Task brief -
The records below need to be printed in full. Keep each one exact.

Records excerpted from a collection -

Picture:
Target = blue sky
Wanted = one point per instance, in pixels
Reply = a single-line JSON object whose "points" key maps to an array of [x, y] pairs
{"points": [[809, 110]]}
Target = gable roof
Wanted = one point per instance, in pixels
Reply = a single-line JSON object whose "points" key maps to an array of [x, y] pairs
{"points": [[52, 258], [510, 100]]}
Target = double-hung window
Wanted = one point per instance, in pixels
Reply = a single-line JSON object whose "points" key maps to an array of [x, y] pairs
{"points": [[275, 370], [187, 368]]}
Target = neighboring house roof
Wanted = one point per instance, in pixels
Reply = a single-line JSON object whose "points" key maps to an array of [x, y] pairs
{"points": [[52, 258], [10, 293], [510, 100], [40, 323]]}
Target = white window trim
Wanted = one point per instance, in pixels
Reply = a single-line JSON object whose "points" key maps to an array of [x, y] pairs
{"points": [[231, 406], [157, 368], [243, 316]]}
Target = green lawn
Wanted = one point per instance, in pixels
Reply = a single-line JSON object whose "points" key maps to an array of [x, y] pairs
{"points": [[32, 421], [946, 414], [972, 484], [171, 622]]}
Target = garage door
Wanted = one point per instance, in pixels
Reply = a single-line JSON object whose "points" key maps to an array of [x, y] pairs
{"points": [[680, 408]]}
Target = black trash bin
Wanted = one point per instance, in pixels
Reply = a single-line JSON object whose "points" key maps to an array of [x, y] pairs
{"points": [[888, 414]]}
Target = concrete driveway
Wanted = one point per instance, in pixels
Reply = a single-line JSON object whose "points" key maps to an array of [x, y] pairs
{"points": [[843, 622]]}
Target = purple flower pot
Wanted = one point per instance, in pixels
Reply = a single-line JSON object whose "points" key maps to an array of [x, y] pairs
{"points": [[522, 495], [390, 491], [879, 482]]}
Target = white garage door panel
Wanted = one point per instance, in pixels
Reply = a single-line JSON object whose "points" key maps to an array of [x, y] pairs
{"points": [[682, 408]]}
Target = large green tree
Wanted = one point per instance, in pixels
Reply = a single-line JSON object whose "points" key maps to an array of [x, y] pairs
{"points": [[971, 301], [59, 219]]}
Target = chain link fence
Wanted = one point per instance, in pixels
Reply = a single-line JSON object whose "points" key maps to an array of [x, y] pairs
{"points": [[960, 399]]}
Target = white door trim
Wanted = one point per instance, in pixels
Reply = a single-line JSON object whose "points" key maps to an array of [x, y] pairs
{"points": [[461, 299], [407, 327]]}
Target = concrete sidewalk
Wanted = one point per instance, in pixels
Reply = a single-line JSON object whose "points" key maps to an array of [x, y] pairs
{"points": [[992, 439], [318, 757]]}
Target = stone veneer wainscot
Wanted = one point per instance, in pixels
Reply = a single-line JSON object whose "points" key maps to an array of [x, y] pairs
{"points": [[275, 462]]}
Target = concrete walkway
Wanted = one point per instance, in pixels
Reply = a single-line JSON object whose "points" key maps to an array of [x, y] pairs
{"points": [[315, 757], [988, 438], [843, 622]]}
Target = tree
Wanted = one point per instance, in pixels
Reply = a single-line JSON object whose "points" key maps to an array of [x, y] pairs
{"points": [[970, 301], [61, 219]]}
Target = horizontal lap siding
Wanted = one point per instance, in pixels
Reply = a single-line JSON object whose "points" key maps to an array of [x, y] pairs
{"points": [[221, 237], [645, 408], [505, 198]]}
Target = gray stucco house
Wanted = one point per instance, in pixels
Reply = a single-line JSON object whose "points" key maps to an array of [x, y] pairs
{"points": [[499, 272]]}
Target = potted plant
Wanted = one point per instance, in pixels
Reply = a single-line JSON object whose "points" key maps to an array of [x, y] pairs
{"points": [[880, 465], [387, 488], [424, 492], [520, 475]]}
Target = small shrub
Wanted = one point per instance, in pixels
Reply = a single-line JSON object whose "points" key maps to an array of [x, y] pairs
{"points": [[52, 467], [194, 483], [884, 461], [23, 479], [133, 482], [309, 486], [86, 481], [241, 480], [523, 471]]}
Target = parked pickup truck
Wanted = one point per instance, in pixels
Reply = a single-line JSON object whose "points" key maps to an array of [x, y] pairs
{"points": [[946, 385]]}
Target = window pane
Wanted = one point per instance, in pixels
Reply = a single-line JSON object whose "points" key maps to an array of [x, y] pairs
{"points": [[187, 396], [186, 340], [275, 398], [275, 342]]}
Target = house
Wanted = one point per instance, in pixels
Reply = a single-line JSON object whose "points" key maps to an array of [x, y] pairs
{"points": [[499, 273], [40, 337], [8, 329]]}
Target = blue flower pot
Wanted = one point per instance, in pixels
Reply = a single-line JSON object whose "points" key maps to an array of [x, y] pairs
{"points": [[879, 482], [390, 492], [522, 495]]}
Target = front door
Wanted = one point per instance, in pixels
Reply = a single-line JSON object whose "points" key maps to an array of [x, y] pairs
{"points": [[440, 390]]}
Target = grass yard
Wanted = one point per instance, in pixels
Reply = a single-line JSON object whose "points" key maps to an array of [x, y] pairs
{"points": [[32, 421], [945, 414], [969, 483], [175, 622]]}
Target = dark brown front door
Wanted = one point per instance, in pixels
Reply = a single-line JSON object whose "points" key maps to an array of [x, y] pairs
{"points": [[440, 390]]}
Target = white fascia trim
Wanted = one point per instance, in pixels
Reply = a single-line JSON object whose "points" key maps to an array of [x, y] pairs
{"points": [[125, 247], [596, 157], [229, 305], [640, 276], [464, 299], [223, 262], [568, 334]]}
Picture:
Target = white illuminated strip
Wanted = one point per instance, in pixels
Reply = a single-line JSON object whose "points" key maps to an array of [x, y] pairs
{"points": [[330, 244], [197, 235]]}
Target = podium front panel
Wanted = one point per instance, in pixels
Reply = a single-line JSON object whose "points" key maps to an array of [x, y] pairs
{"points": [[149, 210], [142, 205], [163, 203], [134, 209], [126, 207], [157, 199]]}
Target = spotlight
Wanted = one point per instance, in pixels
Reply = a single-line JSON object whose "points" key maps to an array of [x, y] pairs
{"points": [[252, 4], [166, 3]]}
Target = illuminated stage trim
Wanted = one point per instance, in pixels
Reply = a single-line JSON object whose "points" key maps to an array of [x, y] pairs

Reply to the exercise -
Picture:
Target = blue sky
Wanted = one point per instance, in pixels
Reply = a single-line JSON object whose "points" key maps to an array of [x, y] pairs
{"points": [[809, 110]]}
Target = gable roof
Wanted = one point per instance, in pixels
Reply = a single-line JSON object whose "points" key maps to an array of [x, y] pairs
{"points": [[52, 258], [510, 100]]}
Target = double-hung window
Wanted = one point per instance, in pixels
Reply = a single-line JSON object whose "points" key maps to an array of [x, y] pairs
{"points": [[275, 370], [187, 368]]}
Target = neighboring house roof
Wanted = one point per instance, in pixels
Reply = a single-line JSON object whose "points" key maps to an array of [x, y] pairs
{"points": [[52, 258], [10, 293], [510, 100], [40, 323]]}
Target = white window trim
Wanted = one point per instance, in pixels
Reply = a single-line JSON object whose "points" key maps to an array of [x, y] pairs
{"points": [[231, 406], [157, 368], [243, 316]]}
Target = green lawn
Wanted = one point per instance, in pixels
Reply = a single-line JSON object whose "points" key maps to an array of [x, y] pairs
{"points": [[32, 421], [946, 414], [972, 484], [171, 622]]}
Target = garage door
Wanted = one point per instance, in pixels
Reply = a single-line JSON object whose "points" key maps to an array of [x, y] pairs
{"points": [[680, 408]]}
Target = black trash bin
Wanted = one point per instance, in pixels
Reply = a single-line JSON object whose "points" key maps to an array of [x, y] pairs
{"points": [[888, 414]]}
Target = concrete driveway
Wanted = one point per instance, in pixels
Reply = a single-line JSON object whose "points" key maps to an array of [x, y] pairs
{"points": [[843, 622]]}
Target = purple flower pot
Wanted = one point per instance, in pixels
Reply = a single-line JSON object whose "points" key maps to an array of [x, y] pairs
{"points": [[522, 495], [390, 491], [879, 482]]}
Target = white garage door panel
Wanted = one point per instance, in pixels
Reply = a single-line JSON object whose "points" key maps to an array of [x, y] pairs
{"points": [[682, 408]]}
Target = large green tree
Wanted = one point per instance, in pixels
Reply = a single-line JSON object whose "points" key maps to an array of [x, y] pairs
{"points": [[971, 301], [59, 219]]}
Target = chain link fence
Wanted = one point per instance, in pixels
Reply = a single-line JSON object whose "points" key maps to an array of [x, y] pairs
{"points": [[960, 399]]}
Target = white door trim
Wanted = one point per instance, in pixels
Reply = a single-line JSON object whose "points" key maps to an array of [x, y] pairs
{"points": [[461, 299], [407, 327]]}
Target = concrete sidewalk
Wanted = one point per instance, in pixels
Reply = a single-line JSON object whose "points" key maps to an array of [x, y] pairs
{"points": [[992, 439], [318, 757]]}
Target = stone veneer wainscot
Wanted = one point per instance, in pixels
Reply = a single-line JSON object whose "points" key maps to an array of [x, y] pairs
{"points": [[275, 462]]}
Target = concrete walkway
Wanted = one point per instance, in pixels
Reply = a single-line JSON object whose "points" key maps to an array of [x, y] pairs
{"points": [[315, 757], [988, 438], [843, 622]]}
Target = tree
Wanted = one point per instance, in pixels
Reply = a single-line JSON object whose "points" key maps to an array of [x, y] pairs
{"points": [[970, 301], [61, 219]]}
Target = horizontal lap siding
Wanted = one point per instance, in pixels
Reply = a single-line JSON object whose "points" key maps to an array of [x, y] pairs
{"points": [[221, 237], [645, 408], [505, 198]]}
Target = gray stucco house
Wanted = one point per instance, in pixels
Reply = a single-line JSON object whose "points" key maps to an array of [x, y] pairs
{"points": [[499, 272]]}
Target = potted plant
Wanted = one point per instance, in pixels
Reply = a single-line JSON object whose "points" key maps to an array of [x, y] pairs
{"points": [[880, 465], [387, 488], [424, 492], [520, 475]]}
Target = small shrub
Wanted = one point per instance, in pixels
Reply = a single-line JSON object whose "points" key maps to an array of [x, y] pairs
{"points": [[52, 467], [194, 483], [884, 461], [23, 479], [133, 482], [309, 486], [86, 481], [241, 480], [523, 471]]}
Target = parked pickup truck
Wanted = one point per instance, in pixels
Reply = a single-line JSON object whose "points" key maps to an array of [x, y] pairs
{"points": [[946, 385]]}
Target = window pane
Wanted = one point per instance, in pixels
Reply = a single-line JSON object whose "points" key maps to an array of [x, y] pairs
{"points": [[187, 396], [186, 340], [275, 398], [275, 342]]}
Target = house
Wanted = one point per instance, in pixels
Reply = a single-line JSON object whose "points" key maps to an array of [x, y] pairs
{"points": [[499, 273], [40, 337], [8, 329]]}
Target = blue flower pot
Wanted = one point per instance, in pixels
Reply = a single-line JSON object whose "points" key maps to an array of [x, y] pairs
{"points": [[879, 482], [390, 492], [522, 495]]}
Target = front door
Wanted = one point per instance, in pixels
Reply = a single-line JSON object whose "points" key maps to an array of [x, y] pairs
{"points": [[440, 390]]}
Target = grass yard
Wanted = one point per instance, in pixels
Reply = a single-line JSON object whose "points" key maps to an array of [x, y] pairs
{"points": [[32, 421], [945, 414], [969, 483], [175, 622]]}
Target = dark brown front door
Wanted = one point per instance, in pixels
Reply = a single-line JSON object whose "points" key maps to an array of [x, y] pairs
{"points": [[440, 390]]}
Target = white fascia trim
Wanted = one point per instance, in pixels
Reply = a single-line JSON object whose "points" key maps to an array of [x, y] pairs
{"points": [[125, 247], [596, 157], [229, 305], [640, 276], [464, 299], [223, 262], [568, 334]]}
Picture:
Target = white illuminated strip
Wanted = one point per instance, in pixels
Reply = a single-line JSON object whose "points" key maps to an array of [x, y] pairs
{"points": [[330, 244], [197, 235]]}
Target = podium front panel
Wanted = one point per instance, in pixels
Reply = a single-line JSON object whose "points" key maps to an array of [x, y] pairs
{"points": [[149, 210], [142, 205], [163, 203], [134, 209], [126, 207], [157, 199]]}
Target = spotlight
Wanted = one point per instance, in pixels
Reply = a single-line JSON object whose "points" key maps to an array of [x, y] pairs
{"points": [[252, 4], [166, 3]]}
Target = illuminated stage trim
Wanted = one point per instance, in pixels
Reply = a single-line JSON object whose "points" key maps to an array of [x, y] pairs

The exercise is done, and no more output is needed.